*Aim of the exercise:* Rewrite all of the material below line for line, scaling every coordinate in the answer points by 2.05 and rounding each result to a whole number, with halves rounded up. Leave every other number as it is.

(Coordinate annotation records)
>> start

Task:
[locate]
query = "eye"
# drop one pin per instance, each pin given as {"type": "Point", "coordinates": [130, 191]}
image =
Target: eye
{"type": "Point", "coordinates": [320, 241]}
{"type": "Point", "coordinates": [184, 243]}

>> end

*Final result:*
Task:
[locate]
query = "eye"
# drop one pin per instance, each pin given as {"type": "Point", "coordinates": [130, 191]}
image =
Target: eye
{"type": "Point", "coordinates": [656, 494]}
{"type": "Point", "coordinates": [377, 498]}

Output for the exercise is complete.